_EXCERPT:_
--- start ---

Concerning horizontal clusters, they share a common factor. This factor can be the market for finished products, a common technology, skills or natural resources: interconnections between companies in the sharing of resources, for example knowledge management.
Gordon and McCann (2000) refined Porter's typology by proposing a third type of industrial cluster: the pure agglomeration. They adopt the point of view of transaction costs and define three distinct types of clusters.
As in the case of Porter, this classification is also based on the nature of firms (R. Coase) in clusters and the nature of their relationships and transactions within the cluster:
1) the type of pure agglomeration,
2) the industrial complex (vertical cluster in the Porter classification) and
3) the social network between similar firms (horizontal cluster in the Porter classification).
Companies are atomistic and are likely to change their relationships with other companies and customers in response to market opportunities.
An example of a pure agglomeration cluster is a competitive urban economy. Consequently, characteristics such as the size of the regional economy, availability of skilled workers and public R&D spending have a positive effect on innovation performance in this type of cluster.
The industrial complex is characterized mainly by stable and predictable long-term relationships between firms form a cluster (Gordon and McCann, 2000). The justification for spatial regrouping in this type of industrial cluster is that proximity is necessary in order to minimize transaction costs between firms.
Companies that produce components within the space group commit to significant long-term investments. Industrial complexes are vertical clusters in the Porter typology; they are based on the supply chain.
The third type of industrial cluster is the social network model.
This model focuses on horizontal relationships based on joint projects and cooperation between competitors (Granovetter, 1985, 1992; Grabher, 1993; Dyer and Nobeoka, 2000; Gulati et al., 2002) (R&D or informal alliances (Li, Bathelt, & Wang, 2012)).
Another particularity of a social network model is to give rise to intensive intersectoral partnerships: cooperation between companies and universities and research institutes (Link, 2006). This type of cluster is popular in high-tech industries (Lorenzen and Foss, 2002).
Although the social network cluster model may be non-spatial, the geographical aspect is important because, according to Gordon and McCann (2000), spatial proximity tends to favor trust relationships characterized by collaboration, risk taking, and cooperation.
There is evidence that spatial proximity also has an influence on the frequency of collaboration between universities and firms (D'Este and Iammarino, 2010).
Since spatial proximity is necessary but not sufficient to enter the social cluster network, access to the network is partially open (Scott, 1988). Examples include the Silicon Valley, the Emilia-Romagna region of Italy (Castells and Hall, 1995; Sydow, 2008).
Recent studies indicate that the network in which a firm is incorporated (with both types of vertical and horizontal links) has become increasingly important for the development of innovation (Omta, 2002; Pittaway et al., 2004)
Networks increase the flow of information and play an important role in the diffusion and adoption of innovations (Andersson et al., 2002).
Industrial clusters intensify the INTER-firm network through intensive flows of knowledge, information and resources among cluster members (companies, universities, research institutes, and other relevant organizations).

--- end ---

Stored entries:
--- start ---

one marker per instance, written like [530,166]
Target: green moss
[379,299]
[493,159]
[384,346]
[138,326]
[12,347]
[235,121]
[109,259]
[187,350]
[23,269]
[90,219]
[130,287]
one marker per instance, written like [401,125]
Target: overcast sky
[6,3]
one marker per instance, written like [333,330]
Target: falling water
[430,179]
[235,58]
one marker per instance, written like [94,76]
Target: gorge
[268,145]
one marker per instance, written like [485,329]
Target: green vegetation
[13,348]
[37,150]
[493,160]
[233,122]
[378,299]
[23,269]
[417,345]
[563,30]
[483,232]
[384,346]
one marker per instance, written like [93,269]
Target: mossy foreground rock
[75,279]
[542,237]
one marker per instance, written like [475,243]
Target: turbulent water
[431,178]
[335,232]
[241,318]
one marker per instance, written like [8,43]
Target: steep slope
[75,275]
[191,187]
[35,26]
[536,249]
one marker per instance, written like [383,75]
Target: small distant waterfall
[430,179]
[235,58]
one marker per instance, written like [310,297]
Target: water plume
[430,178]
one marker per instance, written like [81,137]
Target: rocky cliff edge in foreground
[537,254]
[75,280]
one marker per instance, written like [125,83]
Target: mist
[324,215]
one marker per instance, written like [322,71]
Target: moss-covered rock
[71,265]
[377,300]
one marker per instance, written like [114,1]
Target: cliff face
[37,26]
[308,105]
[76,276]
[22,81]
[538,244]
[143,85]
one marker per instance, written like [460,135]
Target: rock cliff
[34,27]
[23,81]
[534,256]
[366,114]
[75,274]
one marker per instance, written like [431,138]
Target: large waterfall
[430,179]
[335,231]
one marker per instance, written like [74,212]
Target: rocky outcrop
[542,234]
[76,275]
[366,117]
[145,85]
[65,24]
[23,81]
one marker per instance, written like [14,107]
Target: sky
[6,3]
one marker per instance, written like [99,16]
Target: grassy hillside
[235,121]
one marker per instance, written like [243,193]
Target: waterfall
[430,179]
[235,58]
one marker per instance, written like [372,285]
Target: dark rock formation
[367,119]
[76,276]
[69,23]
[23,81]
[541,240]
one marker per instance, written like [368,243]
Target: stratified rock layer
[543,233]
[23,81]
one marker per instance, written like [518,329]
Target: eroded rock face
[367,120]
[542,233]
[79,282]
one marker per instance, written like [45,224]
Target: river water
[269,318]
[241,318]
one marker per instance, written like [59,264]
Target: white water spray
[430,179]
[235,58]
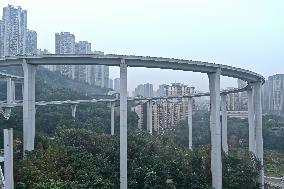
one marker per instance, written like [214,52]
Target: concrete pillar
[8,158]
[258,128]
[123,125]
[22,90]
[251,121]
[112,117]
[224,124]
[74,109]
[149,117]
[189,120]
[9,91]
[216,158]
[29,106]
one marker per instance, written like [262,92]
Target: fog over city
[246,34]
[141,94]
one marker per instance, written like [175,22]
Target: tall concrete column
[252,145]
[29,106]
[8,158]
[123,125]
[112,117]
[216,158]
[258,128]
[189,120]
[224,124]
[149,117]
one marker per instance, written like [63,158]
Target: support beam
[74,109]
[224,124]
[9,91]
[8,158]
[29,106]
[149,117]
[123,125]
[215,125]
[189,120]
[252,145]
[13,92]
[112,117]
[258,129]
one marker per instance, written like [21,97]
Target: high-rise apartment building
[238,101]
[176,89]
[31,43]
[110,83]
[14,23]
[145,90]
[83,72]
[116,84]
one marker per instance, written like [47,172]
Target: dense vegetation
[273,136]
[81,153]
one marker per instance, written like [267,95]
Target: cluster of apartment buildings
[272,96]
[166,113]
[17,39]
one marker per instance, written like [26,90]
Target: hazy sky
[244,33]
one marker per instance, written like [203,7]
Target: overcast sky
[246,33]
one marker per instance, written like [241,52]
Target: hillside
[55,80]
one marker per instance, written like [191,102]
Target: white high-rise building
[31,43]
[1,39]
[83,72]
[273,94]
[176,89]
[110,83]
[65,44]
[116,84]
[14,23]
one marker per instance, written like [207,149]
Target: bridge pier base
[224,124]
[251,120]
[215,127]
[10,91]
[73,109]
[123,125]
[258,128]
[112,118]
[189,120]
[29,106]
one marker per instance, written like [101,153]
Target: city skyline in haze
[243,34]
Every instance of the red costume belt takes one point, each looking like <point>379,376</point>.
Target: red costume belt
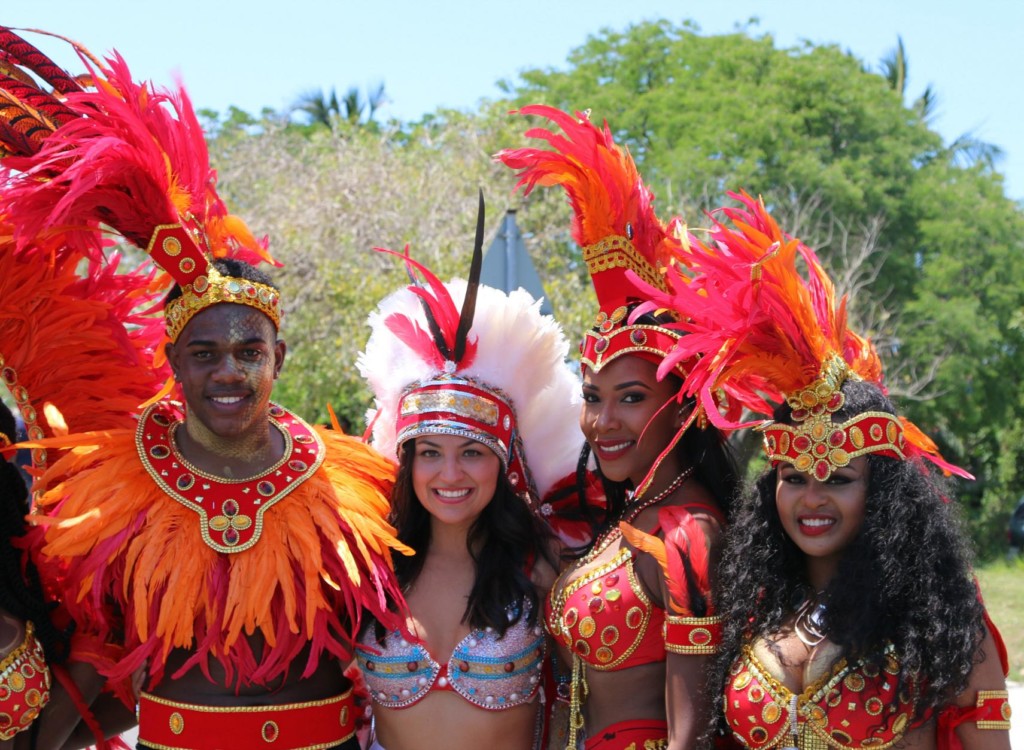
<point>313,725</point>
<point>646,734</point>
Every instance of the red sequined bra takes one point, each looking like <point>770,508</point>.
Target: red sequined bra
<point>604,617</point>
<point>25,685</point>
<point>851,707</point>
<point>607,620</point>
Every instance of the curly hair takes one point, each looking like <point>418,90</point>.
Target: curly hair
<point>905,579</point>
<point>20,591</point>
<point>504,540</point>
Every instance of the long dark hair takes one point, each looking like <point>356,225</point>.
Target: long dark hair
<point>905,579</point>
<point>504,542</point>
<point>20,591</point>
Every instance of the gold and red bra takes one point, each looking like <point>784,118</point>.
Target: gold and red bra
<point>230,511</point>
<point>25,684</point>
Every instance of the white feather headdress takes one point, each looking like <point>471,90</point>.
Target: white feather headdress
<point>519,358</point>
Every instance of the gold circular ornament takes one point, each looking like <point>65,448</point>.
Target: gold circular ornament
<point>741,681</point>
<point>609,635</point>
<point>172,246</point>
<point>588,627</point>
<point>634,618</point>
<point>270,732</point>
<point>856,435</point>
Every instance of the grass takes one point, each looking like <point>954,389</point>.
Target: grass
<point>1003,587</point>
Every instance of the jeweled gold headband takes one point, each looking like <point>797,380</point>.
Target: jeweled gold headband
<point>214,288</point>
<point>817,446</point>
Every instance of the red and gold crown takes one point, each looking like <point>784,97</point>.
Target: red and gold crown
<point>765,332</point>
<point>615,225</point>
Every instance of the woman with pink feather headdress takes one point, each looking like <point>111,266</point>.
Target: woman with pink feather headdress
<point>633,611</point>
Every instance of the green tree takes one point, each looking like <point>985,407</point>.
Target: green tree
<point>920,231</point>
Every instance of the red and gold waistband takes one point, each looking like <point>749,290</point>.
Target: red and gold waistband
<point>312,725</point>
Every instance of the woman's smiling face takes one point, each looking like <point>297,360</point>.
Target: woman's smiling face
<point>822,517</point>
<point>454,477</point>
<point>623,416</point>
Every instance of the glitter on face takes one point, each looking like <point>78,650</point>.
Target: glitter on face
<point>225,361</point>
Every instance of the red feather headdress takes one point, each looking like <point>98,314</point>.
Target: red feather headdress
<point>614,223</point>
<point>123,156</point>
<point>766,332</point>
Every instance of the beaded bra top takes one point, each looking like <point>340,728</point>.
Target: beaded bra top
<point>489,671</point>
<point>25,684</point>
<point>853,706</point>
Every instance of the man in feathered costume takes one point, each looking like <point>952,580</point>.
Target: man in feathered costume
<point>218,552</point>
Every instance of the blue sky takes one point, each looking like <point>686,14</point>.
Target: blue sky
<point>257,53</point>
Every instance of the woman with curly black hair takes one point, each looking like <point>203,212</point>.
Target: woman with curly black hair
<point>851,619</point>
<point>480,418</point>
<point>851,606</point>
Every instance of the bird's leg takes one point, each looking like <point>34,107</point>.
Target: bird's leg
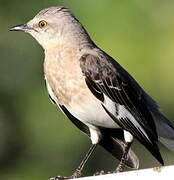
<point>121,165</point>
<point>78,171</point>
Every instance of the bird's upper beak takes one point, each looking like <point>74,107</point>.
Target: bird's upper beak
<point>21,27</point>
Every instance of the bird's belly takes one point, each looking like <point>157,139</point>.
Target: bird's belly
<point>91,112</point>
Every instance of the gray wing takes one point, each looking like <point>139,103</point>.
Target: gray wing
<point>106,78</point>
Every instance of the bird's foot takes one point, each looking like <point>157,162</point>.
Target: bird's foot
<point>99,173</point>
<point>120,168</point>
<point>59,178</point>
<point>76,174</point>
<point>102,173</point>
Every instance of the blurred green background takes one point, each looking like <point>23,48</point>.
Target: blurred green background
<point>36,140</point>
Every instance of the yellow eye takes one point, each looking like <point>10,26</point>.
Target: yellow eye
<point>42,24</point>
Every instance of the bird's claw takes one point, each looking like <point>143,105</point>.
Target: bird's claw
<point>60,178</point>
<point>99,173</point>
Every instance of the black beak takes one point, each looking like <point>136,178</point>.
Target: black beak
<point>21,27</point>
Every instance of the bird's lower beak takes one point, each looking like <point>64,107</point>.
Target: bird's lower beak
<point>21,27</point>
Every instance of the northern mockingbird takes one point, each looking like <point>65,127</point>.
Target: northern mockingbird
<point>95,92</point>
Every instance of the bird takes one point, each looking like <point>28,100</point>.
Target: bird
<point>95,92</point>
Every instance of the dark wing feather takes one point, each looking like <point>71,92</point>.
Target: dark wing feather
<point>113,142</point>
<point>106,76</point>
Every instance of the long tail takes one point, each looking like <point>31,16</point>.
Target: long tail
<point>165,130</point>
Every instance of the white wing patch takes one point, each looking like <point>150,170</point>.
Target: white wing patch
<point>124,113</point>
<point>120,112</point>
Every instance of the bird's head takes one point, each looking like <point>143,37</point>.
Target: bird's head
<point>54,26</point>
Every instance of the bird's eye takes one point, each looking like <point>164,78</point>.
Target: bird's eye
<point>42,24</point>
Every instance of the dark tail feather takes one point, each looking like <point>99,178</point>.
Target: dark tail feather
<point>165,130</point>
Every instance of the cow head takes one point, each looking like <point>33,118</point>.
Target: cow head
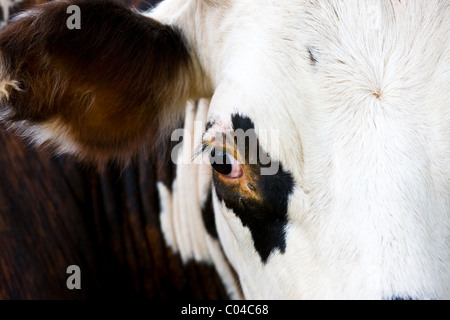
<point>341,186</point>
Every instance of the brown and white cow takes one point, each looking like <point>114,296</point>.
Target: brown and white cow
<point>347,100</point>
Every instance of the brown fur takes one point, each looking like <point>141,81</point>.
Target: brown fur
<point>108,82</point>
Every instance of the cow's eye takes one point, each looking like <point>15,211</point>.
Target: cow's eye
<point>225,164</point>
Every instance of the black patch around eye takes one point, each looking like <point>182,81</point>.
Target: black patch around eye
<point>266,217</point>
<point>312,56</point>
<point>208,216</point>
<point>220,162</point>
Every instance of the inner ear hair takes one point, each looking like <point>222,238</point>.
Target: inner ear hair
<point>103,91</point>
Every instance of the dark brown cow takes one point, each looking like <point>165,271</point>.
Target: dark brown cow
<point>55,213</point>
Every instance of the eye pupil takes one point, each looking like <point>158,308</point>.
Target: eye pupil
<point>221,162</point>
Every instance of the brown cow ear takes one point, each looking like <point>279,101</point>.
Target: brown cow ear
<point>100,91</point>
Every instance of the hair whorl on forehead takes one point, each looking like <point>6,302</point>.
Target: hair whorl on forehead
<point>101,91</point>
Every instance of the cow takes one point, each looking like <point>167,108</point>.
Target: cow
<point>314,160</point>
<point>56,213</point>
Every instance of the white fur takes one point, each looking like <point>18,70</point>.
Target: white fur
<point>366,134</point>
<point>181,216</point>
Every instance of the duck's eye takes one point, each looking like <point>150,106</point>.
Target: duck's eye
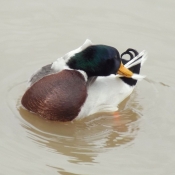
<point>127,56</point>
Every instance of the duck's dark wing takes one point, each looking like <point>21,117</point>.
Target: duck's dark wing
<point>91,80</point>
<point>44,71</point>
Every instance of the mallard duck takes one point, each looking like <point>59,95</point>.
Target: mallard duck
<point>87,80</point>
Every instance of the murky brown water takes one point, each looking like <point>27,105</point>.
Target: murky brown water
<point>141,141</point>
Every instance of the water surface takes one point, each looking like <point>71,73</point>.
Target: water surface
<point>140,140</point>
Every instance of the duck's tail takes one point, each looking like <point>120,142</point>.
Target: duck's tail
<point>134,64</point>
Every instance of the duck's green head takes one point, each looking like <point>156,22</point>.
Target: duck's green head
<point>96,60</point>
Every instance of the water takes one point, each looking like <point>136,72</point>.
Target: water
<point>140,141</point>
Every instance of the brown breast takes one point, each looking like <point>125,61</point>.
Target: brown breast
<point>58,96</point>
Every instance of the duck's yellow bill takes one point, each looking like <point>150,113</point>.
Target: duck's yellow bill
<point>124,71</point>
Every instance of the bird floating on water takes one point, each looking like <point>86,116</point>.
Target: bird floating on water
<point>85,81</point>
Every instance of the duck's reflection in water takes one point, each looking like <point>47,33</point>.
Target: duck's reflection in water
<point>83,140</point>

--- end ---

_CHALLENGES:_
A. Rewrite everything in the industrial clusters excerpt from "Another particularity of" down to "and Iammarino, 2010).", renaming "spatial proximity" as "geographic proximity" wherever it occurs.
B. Carry on the excerpt about industrial clusters, picking up after its final sentence.

_RESULTS FOR THE EXERCISE:_
A.
Another particularity of a social network model is to give rise to intensive intersectoral partnerships: cooperation between companies and universities and research institutes (Link, 2006). This type of cluster is popular in high-tech industries (Lorenzen and Foss, 2002).
Although the social network cluster model may be non-spatial, the geographical aspect is important because, according to Gordon and McCann (2000), geographic proximity tends to favor trust relationships characterized by collaboration, risk taking, and cooperation.
There is evidence that geographic proximity also has an influence on the frequency of collaboration between universities and firms (D'Este and Iammarino, 2010).

B.
It is important to note that not only the mere existence of an activity in an important geographical area (co-location), but also the intensity of the interaction between the members of the cluster The density or degree of connectivity between members of the cluster) are important.
For innovation in particular, proximity of interaction, communication and collaboration between actors are important in the innovation process (Lundvall, 1992).
It is important to note that vertical links are important for innovation too, because they reduce communication and decision-making costs and the time needed to bring innovation to the market (Lundvall, 1992).
Granovetter (1985, 1992) and Gulati et al. (2002) argue that the network is a strategic resource that influences the company's future capacity and expected performance.
Therefore, the performance and innovation of each company in a cluster depends on its level of integration in the cluster network. The position of a company in the network explains the company's exposure to new knowledge, ideas and opportunities (McEvily and Zaheer, 1999).
External links with other clusters are also important to the success of the cluster and the performance of the cluster (Ellison and Glaeser, 1997).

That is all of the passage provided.